Borek prefers to frame learning as a cathartic experience, so that lessons resonate more deeply amid our short-attention span culture. She once had her class, a generation scarred by the pandemic, make scary movies to help them confront their fears.
“Borek’s approach to instruction and lesson building is a reminder of what the last few years have demonstrated to be most important in education: people and the bodies we occupy,” said Caleb Oliver, principal of Dominguez. “When technology fails and funds are low, these endure as the conduit to learning that has stood the test of time. We learn best through action and others.”
Catherine Borek, center, in a yellow top, relaxes with some of her drama students.Credit: Courtesy of Catherine Borek
The veteran teacher soon realized that many of her students needed drama, not just to become more creative, but also to help them cope with the pressing mental health issues that mark their generation. This is theater as exposure therapy.
“While so many of our students are struggling with anxiety and depression, theater is one of the best forms of therapy,” she said. “It offers exposure bit by bit. We expose them to good stress, and we help them strengthen their wings so that they can fly.”
She recalls one student so paralyzed by anxiety that he couldn’t even get up onstage when he started. He wanted to drop the class. But she convinced him to stick with it until he could stand his ground in the spotlight.
“Communication, teamwork and a positive attitude are among the skills that we strive to leave our students with to be ready for college and the workplace,” Oliver said. “Borek’s students always return years later crediting her with igniting these skills within them in her class.”
Two other students, new immigrants, were shy because they didn’t speak much English and felt awkward with their peers. During the semester, they became emboldened enough to perform a poem onstage.
“They worked together not just to say the poem, but to become the poem,” Borek said. “These words became movements, these young women worked through language barriers to communicate beyond words. That is the power of the arts.”
Drama can also provide an escape valve for students feeling crushed by the stress of trying to get into their dream college amid a sea of valedictorians.
“There’s a lot of pressure on kids in high school right now,” she said. “It’s sort of an unforgiving, relentless punch in the face. And even if parents aren’t telling them they need to be perfect, they’re hearing it from everywhere else. You’ve got to get straight As.”
Feeling overwhelmed by the world can make some young people wall themselves off. Drama can help break down those barriers.

= INFORMATION SUPPLIED =

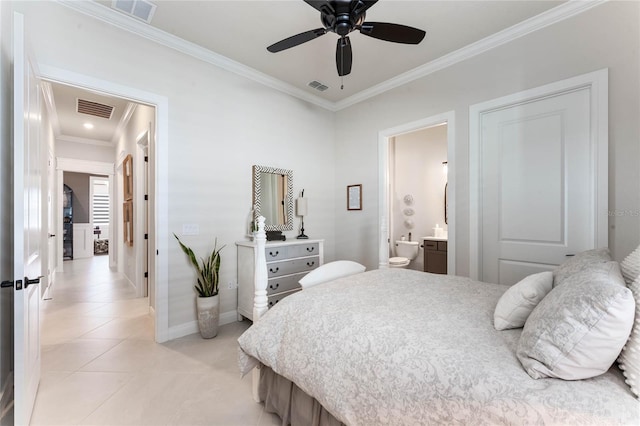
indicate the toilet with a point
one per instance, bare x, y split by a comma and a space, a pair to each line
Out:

= YOUR INSTRUCTIONS =
From the article on drama class, extract the passage from "Drama can also" up to and including "down those barriers.". None of the data matters here.

= ANSWER SECTION =
Drama can also provide an escape valve for students feeling crushed by the stress of trying to get into their dream college amid a sea of valedictorians.
“There’s a lot of pressure on kids in high school right now,” she said. “It’s sort of an unforgiving, relentless punch in the face. And even if parents aren’t telling them they need to be perfect, they’re hearing it from everywhere else. You’ve got to get straight As.”
Feeling overwhelmed by the world can make some young people wall themselves off. Drama can help break down those barriers.